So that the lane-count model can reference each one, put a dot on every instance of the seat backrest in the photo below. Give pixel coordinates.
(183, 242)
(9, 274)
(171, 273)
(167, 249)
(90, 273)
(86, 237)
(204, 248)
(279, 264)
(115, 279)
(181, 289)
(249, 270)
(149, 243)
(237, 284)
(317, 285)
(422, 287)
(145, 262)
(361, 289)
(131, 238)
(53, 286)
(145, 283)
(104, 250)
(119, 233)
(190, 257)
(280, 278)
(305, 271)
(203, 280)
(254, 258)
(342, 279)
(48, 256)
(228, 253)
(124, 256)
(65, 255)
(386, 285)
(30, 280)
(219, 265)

........

Exercise details →
Repeat the data word for word, leaving out no line.

Written solution →
So that the lane-count model can reference each one, put a dot on every instance of the seat backrest in the photo below. Give pixel coordinates.
(183, 242)
(9, 274)
(171, 273)
(167, 249)
(90, 273)
(86, 237)
(204, 248)
(279, 264)
(115, 279)
(181, 289)
(249, 270)
(149, 243)
(237, 284)
(317, 285)
(422, 287)
(145, 262)
(361, 289)
(131, 238)
(53, 286)
(145, 283)
(104, 250)
(119, 233)
(190, 257)
(280, 278)
(305, 271)
(203, 280)
(254, 258)
(342, 279)
(48, 256)
(228, 253)
(124, 256)
(65, 255)
(386, 285)
(30, 280)
(219, 265)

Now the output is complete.